===== GIVEN PASSAGE =====

HTTP API - Remote Access

The ToolUniverse HTTP API server provides remote access to all ToolUniverse methods via HTTP/REST endpoints.

Key Feature: When you add or modify methods in ToolUniverse, the server and client automatically support them with zero manual updates!

Quick Start

Start Server

On the machine with ToolUniverse installed:

# Install full ToolUniverse package
pip install tooluniverse

# Start HTTP API server (defaults to loopback 127.0.0.1)
tooluniverse-http-api --port 8080

The server binds to 127.0.0.1 by default and is reachable only from the local machine. Exposing it to the network requires authentication — see Authentication and Network Exposure below.

Authentication and Network Exposure

The HTTP API can execute any ToolUniverse method, including the Python code executor, so it must never be reachable on an untrusted network without authentication.

  • Default bind is loopback (127.0.0.1). The server refuses to bind to a non-loopback address (e.g. 0.0.0.0) unless TOOLUNIVERSE_API_TOKEN is set.

  • Set a token to enable Bearer authentication. When TOOLUNIVERSE_API_TOKEN is set, every request must include Authorization: Bearer <token> (only /health is exempt). Generate a strong random value, e.g. python -c "import secrets; print(secrets.token_urlsafe(32))".

# Expose to the network with authentication required
export TOOLUNIVERSE_API_TOKEN="$(python -c 'import secrets; print(secrets.token_urlsafe(32))')"
tooluniverse-http-api --host 0.0.0.0 --port 8080

Clients authenticate by passing the token (or by setting TOOLUNIVERSE_API_TOKEN in the client’s environment, which is picked up automatically):

from tooluniverse import ToolUniverseClient

client = ToolUniverseClient("http://your-server:8080", api_token="<token>")

The same TOOLUNIVERSE_API_TOKEN enables Bearer authentication on the SMCP (MCP, streamable-http) server as well.

Use Client

Install minimal client on any machine:

pip install tooluniverse[client]  # Only needs: requests + pydantic
from tooluniverse import ToolUniverseClient

client = ToolUniverseClient("http://your-server:8080")
client.load_tools(tool_type=['uniprot', 'ChEMBL'])
result = client.run_one_function({
    "name": "UniProt_get_entry_by_accession",
    "arguments": {"accession": "P05067"}
})

Client Usage Details

Official Client Features

The official ToolUniverseClient includes:

  • Automatic method discovery: client.list_available_methods()

  • Built-in help: client.help("method_name")

  • Health check: client.health_check()

  • Context manager support: with ToolUniverseClient(url) as client:

  • All ToolUniverse methods via dynamic proxy

Custom Client Implementation

If you need a custom client, ensure discovery methods are real methods (not proxied):

import requests

class CustomToolUniverseClient:
    def __init__(self, url):
        self.base_url = url.rstrip("/")

    # Real methods for discovery endpoints (not proxied)
    def list_available_methods(self):
        """Uses GET /api/methods (not POST /api/call)"""
        response = requests.get(f"{self.base_url}/api/methods")

===== INFORMATION PROVIDED =====

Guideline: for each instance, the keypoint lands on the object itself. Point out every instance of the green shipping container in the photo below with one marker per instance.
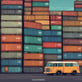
(12, 69)
(29, 39)
(33, 48)
(56, 27)
(40, 4)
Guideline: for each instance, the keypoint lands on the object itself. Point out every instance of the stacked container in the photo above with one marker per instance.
(52, 39)
(78, 5)
(11, 36)
(72, 36)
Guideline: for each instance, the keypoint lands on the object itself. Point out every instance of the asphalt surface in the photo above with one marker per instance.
(39, 78)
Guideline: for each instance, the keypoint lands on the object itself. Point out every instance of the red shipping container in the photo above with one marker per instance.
(32, 25)
(11, 47)
(69, 13)
(56, 22)
(11, 38)
(78, 6)
(28, 4)
(13, 2)
(52, 45)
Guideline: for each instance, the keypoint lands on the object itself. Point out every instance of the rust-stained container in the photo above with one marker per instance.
(36, 9)
(72, 41)
(40, 13)
(29, 17)
(33, 56)
(69, 13)
(56, 22)
(55, 13)
(72, 23)
(11, 47)
(72, 49)
(27, 4)
(45, 27)
(11, 38)
(52, 45)
(79, 61)
(32, 25)
(43, 22)
(11, 2)
(33, 63)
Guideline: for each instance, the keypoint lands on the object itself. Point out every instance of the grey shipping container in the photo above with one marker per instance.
(72, 29)
(69, 18)
(11, 31)
(72, 35)
(11, 24)
(11, 55)
(33, 69)
(11, 17)
(11, 12)
(53, 57)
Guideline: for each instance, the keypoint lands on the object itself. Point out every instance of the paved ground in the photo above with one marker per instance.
(39, 78)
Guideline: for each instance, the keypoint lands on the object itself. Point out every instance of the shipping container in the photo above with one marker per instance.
(11, 12)
(69, 13)
(52, 51)
(36, 9)
(52, 45)
(32, 25)
(72, 41)
(11, 24)
(33, 40)
(34, 32)
(12, 7)
(38, 56)
(52, 39)
(11, 69)
(7, 2)
(51, 33)
(55, 13)
(70, 18)
(33, 69)
(33, 48)
(72, 29)
(11, 47)
(56, 27)
(56, 22)
(72, 35)
(11, 31)
(11, 17)
(11, 38)
(72, 23)
(7, 55)
(33, 63)
(72, 56)
(72, 49)
(40, 4)
(13, 62)
(52, 57)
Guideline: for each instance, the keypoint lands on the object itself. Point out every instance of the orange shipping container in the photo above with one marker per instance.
(72, 49)
(72, 23)
(11, 38)
(37, 9)
(33, 63)
(11, 47)
(33, 56)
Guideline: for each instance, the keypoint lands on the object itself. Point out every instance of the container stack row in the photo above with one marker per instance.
(78, 5)
(11, 36)
(72, 36)
(52, 38)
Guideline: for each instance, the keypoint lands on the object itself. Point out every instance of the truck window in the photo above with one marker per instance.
(60, 64)
(66, 64)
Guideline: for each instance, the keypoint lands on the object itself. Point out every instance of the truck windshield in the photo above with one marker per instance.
(49, 65)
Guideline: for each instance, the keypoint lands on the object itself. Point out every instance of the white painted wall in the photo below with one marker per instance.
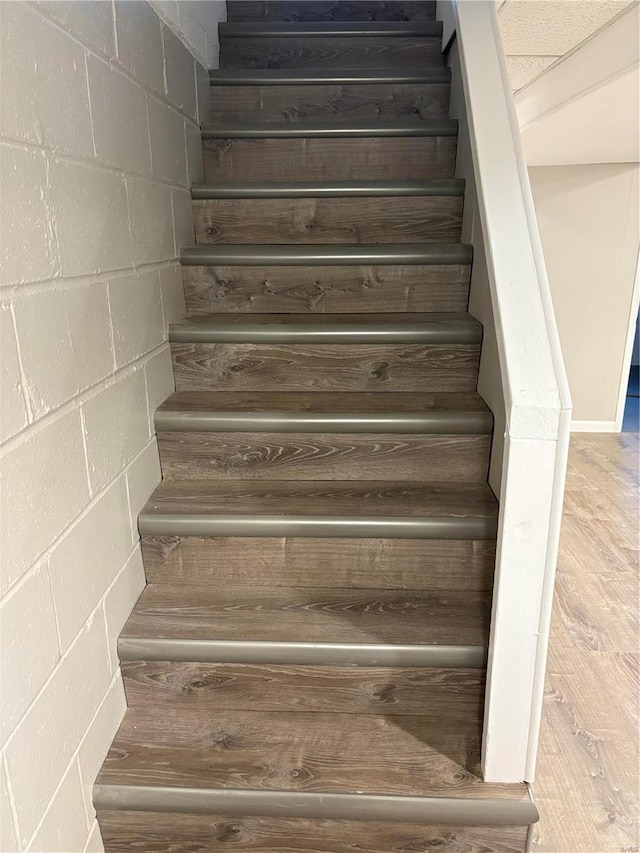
(98, 146)
(537, 33)
(588, 220)
(586, 108)
(196, 23)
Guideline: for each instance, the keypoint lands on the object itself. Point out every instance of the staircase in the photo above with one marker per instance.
(305, 668)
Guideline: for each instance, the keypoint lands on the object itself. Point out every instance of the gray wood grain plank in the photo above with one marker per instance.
(325, 367)
(407, 564)
(314, 456)
(340, 220)
(325, 289)
(389, 158)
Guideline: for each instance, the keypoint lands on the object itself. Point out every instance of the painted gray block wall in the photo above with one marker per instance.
(99, 142)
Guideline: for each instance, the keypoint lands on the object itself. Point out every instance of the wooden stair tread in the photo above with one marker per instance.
(299, 752)
(323, 76)
(337, 189)
(326, 129)
(289, 614)
(296, 402)
(330, 498)
(331, 10)
(331, 29)
(330, 255)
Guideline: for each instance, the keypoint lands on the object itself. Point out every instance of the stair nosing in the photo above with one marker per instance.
(418, 423)
(324, 189)
(313, 77)
(203, 525)
(460, 811)
(327, 255)
(298, 653)
(326, 130)
(330, 29)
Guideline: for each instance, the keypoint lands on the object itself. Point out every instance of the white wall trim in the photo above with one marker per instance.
(628, 352)
(594, 426)
(537, 403)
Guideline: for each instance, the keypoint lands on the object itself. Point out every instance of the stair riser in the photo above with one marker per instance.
(319, 290)
(330, 10)
(454, 693)
(330, 102)
(323, 456)
(350, 158)
(346, 53)
(420, 564)
(417, 219)
(329, 367)
(153, 832)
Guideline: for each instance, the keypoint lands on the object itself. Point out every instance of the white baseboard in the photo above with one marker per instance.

=====

WHAT NEEDS TO BE DONE
Carry the HTTP API documentation forward, starting right after its final line of code. The records stand apart from the text and are not part of it.

TASK OUTPUT
        return response.json()["methods"]

    def health_check(self):
        """Uses GET /health"""
        response = requests.get(f"{self.base_url}/health")
        return response.json()

    # Proxy for ToolUniverse methods
    def __getattr__(self, method_name):
        """Only ToolUniverse methods use POST /api/call"""
        def proxy(**kwargs):
            response = requests.post(
                f"{self.base_url}/api/call",
                json={"method": method_name, "kwargs": kwargs}
            )
            result = response.json()
            if not result.get("success"):
                raise Exception(f"{result['error_type']}: {result['error']}")
            return result["result"]
        return proxy

Important: list_available_methods() must be a real method, not proxied through __getattr__, because it needs to use GET /api/methods, not POST /api/call.

How It Works

Auto-Discovery (Server)

The server uses Python introspection to automatically discover all public methods:

import inspect

# Automatically discovers ALL public methods
for name, method in inspect.getmembers(ToolUniverse, inspect.isfunction):
    if not name.startswith('_'):
        # Extract signature, parameters, docstring
        # Methods are now callable via HTTP!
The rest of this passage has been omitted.